■ **Task item**
Repeat the entries exactly as they stand.

•••••

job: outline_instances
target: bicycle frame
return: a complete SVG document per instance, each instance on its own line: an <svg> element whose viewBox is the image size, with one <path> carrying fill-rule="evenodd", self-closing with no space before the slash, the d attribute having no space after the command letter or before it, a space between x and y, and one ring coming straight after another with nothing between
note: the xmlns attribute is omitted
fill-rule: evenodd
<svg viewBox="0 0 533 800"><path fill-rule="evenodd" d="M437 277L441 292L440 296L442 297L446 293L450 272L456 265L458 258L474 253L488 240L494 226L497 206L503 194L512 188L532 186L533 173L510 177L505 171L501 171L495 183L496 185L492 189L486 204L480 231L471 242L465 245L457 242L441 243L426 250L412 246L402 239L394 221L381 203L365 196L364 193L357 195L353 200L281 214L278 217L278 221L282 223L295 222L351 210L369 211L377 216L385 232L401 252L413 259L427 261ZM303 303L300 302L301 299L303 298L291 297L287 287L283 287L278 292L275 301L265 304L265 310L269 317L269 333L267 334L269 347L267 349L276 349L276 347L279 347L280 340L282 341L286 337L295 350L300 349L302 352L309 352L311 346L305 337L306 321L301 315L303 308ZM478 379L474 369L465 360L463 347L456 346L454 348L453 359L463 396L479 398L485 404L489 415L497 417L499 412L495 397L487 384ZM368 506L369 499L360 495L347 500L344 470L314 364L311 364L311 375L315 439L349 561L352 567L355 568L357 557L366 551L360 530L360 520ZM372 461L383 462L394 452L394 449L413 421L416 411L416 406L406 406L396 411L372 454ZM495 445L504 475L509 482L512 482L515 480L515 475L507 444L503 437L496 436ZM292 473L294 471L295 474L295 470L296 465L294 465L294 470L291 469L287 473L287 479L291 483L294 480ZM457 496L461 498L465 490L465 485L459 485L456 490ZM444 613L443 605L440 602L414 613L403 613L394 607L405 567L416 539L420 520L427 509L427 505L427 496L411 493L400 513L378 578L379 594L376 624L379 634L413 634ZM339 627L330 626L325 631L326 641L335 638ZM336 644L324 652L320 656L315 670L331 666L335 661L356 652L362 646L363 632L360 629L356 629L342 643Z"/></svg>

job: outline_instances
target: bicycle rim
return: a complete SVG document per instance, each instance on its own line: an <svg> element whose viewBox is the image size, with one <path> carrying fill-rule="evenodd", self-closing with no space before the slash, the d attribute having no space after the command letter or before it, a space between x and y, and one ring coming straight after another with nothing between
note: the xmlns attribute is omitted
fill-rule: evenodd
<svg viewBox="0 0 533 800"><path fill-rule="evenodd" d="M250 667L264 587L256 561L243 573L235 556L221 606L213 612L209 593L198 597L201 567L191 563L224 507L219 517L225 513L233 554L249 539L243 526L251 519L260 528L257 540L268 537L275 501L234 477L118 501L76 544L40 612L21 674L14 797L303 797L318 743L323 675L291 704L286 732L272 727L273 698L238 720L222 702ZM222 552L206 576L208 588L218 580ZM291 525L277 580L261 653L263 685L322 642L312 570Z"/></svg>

•••••

■ **Solution**
job: outline_instances
target: bicycle frame
return: a complete SVG document per instance, each instance on its own line: an <svg> element whose viewBox is the image size, with one <path> carrying fill-rule="evenodd", self-closing with no space before the slash, the d attribute having no space after the command letter or before it, a space between x and y, and one ring coming straight after another with nothing between
note: the xmlns attribute is omitted
fill-rule: evenodd
<svg viewBox="0 0 533 800"><path fill-rule="evenodd" d="M437 277L441 292L440 296L442 297L446 293L450 272L456 265L458 258L474 253L488 240L494 226L497 206L503 194L512 188L532 186L533 173L510 177L505 171L501 171L495 183L496 185L492 189L486 204L480 231L471 242L465 245L457 242L441 243L426 250L412 246L402 239L394 221L381 203L365 196L364 193L357 195L353 200L281 214L278 217L278 221L282 223L295 222L351 210L369 211L377 216L385 232L401 252L413 259L427 261ZM303 303L300 302L301 299L303 298L291 297L287 287L283 287L278 292L275 301L265 304L265 310L269 317L269 333L267 334L269 347L267 349L276 349L276 347L279 347L280 340L282 341L286 337L295 350L300 349L302 352L309 352L311 346L305 337L306 321L301 315L303 308ZM478 379L474 369L465 360L463 347L456 346L454 348L453 359L463 396L479 398L485 404L489 415L497 417L499 412L495 397L487 384ZM368 506L369 499L360 495L347 500L344 470L314 364L311 364L311 375L315 439L349 561L352 567L355 568L357 557L366 551L360 530L360 520ZM372 461L383 462L394 452L394 449L413 421L416 411L416 406L406 406L396 411L372 454ZM495 445L504 475L509 482L512 482L515 480L515 475L507 444L503 437L496 436ZM292 473L294 471L295 474L295 470L296 465L294 465L294 470L291 469L287 473L287 479L291 483L294 480ZM457 496L461 498L465 490L465 485L459 485L456 490ZM444 613L443 605L440 602L414 613L403 613L394 607L405 567L416 539L420 520L427 509L427 505L427 496L411 493L400 513L378 578L379 594L376 624L379 634L413 634ZM339 627L330 626L325 631L326 641L335 638ZM336 644L324 652L320 656L315 670L331 666L335 661L356 652L362 646L363 632L360 629L356 629L342 643Z"/></svg>

job: outline_instances
target: bicycle rim
return: a complete SVG document per instance, each instance on its own line: an <svg> element whose viewBox is the image size, with one <path> carrying fill-rule="evenodd", self-closing with no space before the slash, the d attribute having no space after the command letter or before it, a space between x and y, and one ring coming straight after another with nothing between
note: the xmlns attribute is omitted
fill-rule: evenodd
<svg viewBox="0 0 533 800"><path fill-rule="evenodd" d="M250 667L264 587L256 561L243 573L235 556L221 606L213 612L209 593L198 597L201 567L191 563L224 507L219 517L225 513L233 554L249 539L243 526L251 519L260 528L257 540L268 537L275 501L234 477L118 501L76 544L40 612L21 674L14 797L303 797L318 743L323 675L291 704L286 732L272 727L273 698L238 720L222 702ZM222 552L206 576L208 588L218 580ZM291 525L277 580L261 653L263 685L322 642L312 570Z"/></svg>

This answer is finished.